### Written instruction
Rewrite all of the records below, replacing "drop one pin per instance" with "place one marker for each instance" wherever it occurs and leaving everything else unchanged.

Location identification records
+ + + + +

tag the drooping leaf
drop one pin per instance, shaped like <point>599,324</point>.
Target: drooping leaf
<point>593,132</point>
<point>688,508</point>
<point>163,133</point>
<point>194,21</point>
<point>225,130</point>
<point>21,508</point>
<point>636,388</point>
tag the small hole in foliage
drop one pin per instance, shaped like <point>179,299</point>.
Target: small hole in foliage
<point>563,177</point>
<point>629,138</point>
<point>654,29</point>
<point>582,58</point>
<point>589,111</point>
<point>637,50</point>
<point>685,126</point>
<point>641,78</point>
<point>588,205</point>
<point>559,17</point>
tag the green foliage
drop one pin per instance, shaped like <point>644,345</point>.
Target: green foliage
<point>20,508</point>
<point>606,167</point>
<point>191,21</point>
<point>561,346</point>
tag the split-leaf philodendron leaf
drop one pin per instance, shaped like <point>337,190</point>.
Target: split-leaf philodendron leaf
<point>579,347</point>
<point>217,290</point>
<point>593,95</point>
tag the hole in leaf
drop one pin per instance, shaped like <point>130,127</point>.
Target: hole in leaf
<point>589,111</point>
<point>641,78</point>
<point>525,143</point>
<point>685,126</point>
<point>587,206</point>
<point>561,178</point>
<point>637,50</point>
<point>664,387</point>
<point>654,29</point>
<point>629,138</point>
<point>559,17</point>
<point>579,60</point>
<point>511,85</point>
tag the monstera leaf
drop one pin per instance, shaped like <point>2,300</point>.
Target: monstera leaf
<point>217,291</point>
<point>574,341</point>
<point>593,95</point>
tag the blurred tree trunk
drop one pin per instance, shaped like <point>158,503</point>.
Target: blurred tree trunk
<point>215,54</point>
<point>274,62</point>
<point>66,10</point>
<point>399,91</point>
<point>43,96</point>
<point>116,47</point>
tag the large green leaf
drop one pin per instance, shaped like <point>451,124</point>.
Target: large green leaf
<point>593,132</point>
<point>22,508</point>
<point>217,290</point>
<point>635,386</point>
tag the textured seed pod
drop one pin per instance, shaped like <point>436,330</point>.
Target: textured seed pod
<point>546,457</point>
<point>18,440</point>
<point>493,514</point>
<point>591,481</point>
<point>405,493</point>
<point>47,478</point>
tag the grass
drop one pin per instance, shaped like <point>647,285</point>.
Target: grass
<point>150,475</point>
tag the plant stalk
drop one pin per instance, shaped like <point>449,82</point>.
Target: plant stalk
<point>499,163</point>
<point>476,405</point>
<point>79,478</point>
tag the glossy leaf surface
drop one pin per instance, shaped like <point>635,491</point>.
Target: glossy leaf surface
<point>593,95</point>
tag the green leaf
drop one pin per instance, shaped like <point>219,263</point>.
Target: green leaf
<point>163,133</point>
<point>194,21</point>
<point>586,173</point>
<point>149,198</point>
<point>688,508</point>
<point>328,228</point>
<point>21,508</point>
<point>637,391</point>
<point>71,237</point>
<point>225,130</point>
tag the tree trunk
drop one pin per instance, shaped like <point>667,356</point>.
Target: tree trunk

+ + + + +

### Answer to the problem
tag the drooping leaf
place one marker for each instance, shaped like <point>599,324</point>.
Target: drooping leaf
<point>593,132</point>
<point>688,508</point>
<point>163,133</point>
<point>194,21</point>
<point>225,130</point>
<point>21,508</point>
<point>636,388</point>
tag the small hole in foliage
place one marker for each instance, shaped like <point>179,299</point>.
Target: small hole in foliage
<point>563,177</point>
<point>629,138</point>
<point>654,29</point>
<point>582,58</point>
<point>589,111</point>
<point>637,50</point>
<point>685,126</point>
<point>641,78</point>
<point>588,205</point>
<point>559,17</point>
tag the green foliage
place one marker for each instance, shaped like <point>644,345</point>.
Target: green foliage
<point>20,508</point>
<point>606,167</point>
<point>191,21</point>
<point>561,346</point>
tag the split-leaf philodendron leaf
place one marker for each instance, shaped like <point>337,190</point>.
Target: split-leaf philodendron leaf
<point>579,347</point>
<point>217,290</point>
<point>593,95</point>
tag the hole in leaf
place one marker for each instance, shaped like <point>130,127</point>.
Target: hole in leaf
<point>589,111</point>
<point>641,78</point>
<point>525,143</point>
<point>685,126</point>
<point>587,206</point>
<point>561,178</point>
<point>637,50</point>
<point>664,387</point>
<point>654,29</point>
<point>629,138</point>
<point>559,17</point>
<point>579,60</point>
<point>511,85</point>
tag the monstera leaf
place one marker for each instance, shaped like <point>2,300</point>.
Target: monstera leaf
<point>217,291</point>
<point>574,341</point>
<point>593,95</point>
tag the blurred tree trunk
place one marker for each instance, shaped like <point>158,503</point>.
Target: blurred tree trunk
<point>215,54</point>
<point>274,62</point>
<point>66,10</point>
<point>399,91</point>
<point>43,96</point>
<point>116,47</point>
tag the large green leaf
place one marker for each instance, shaped like <point>451,124</point>.
Target: large green leaf
<point>593,132</point>
<point>22,508</point>
<point>217,290</point>
<point>635,386</point>
tag the textured seed pod
place one marker for each instance, shaped like <point>436,330</point>.
Target: textured seed pod
<point>546,457</point>
<point>18,440</point>
<point>493,514</point>
<point>591,481</point>
<point>405,493</point>
<point>47,478</point>
tag the grass
place one marker for each instance, shaped like <point>647,285</point>.
Target: grass
<point>150,475</point>
tag the plant stalk
place one marker for each instance, shaped like <point>449,82</point>.
Target: plant stalk
<point>499,163</point>
<point>476,405</point>
<point>79,478</point>
tag the glossy leaf surface
place one marker for each instance, shaped like <point>635,491</point>.
Target: glossy leaf surface
<point>593,95</point>
tag the green leaf
place one marker for each instance, shaped like <point>219,263</point>.
Target: green leaf
<point>163,133</point>
<point>194,21</point>
<point>586,173</point>
<point>149,198</point>
<point>688,508</point>
<point>328,228</point>
<point>21,508</point>
<point>637,391</point>
<point>71,237</point>
<point>225,130</point>
tag the tree trunk
place one marker for each instance, shaped like <point>667,356</point>.
Target: tree trunk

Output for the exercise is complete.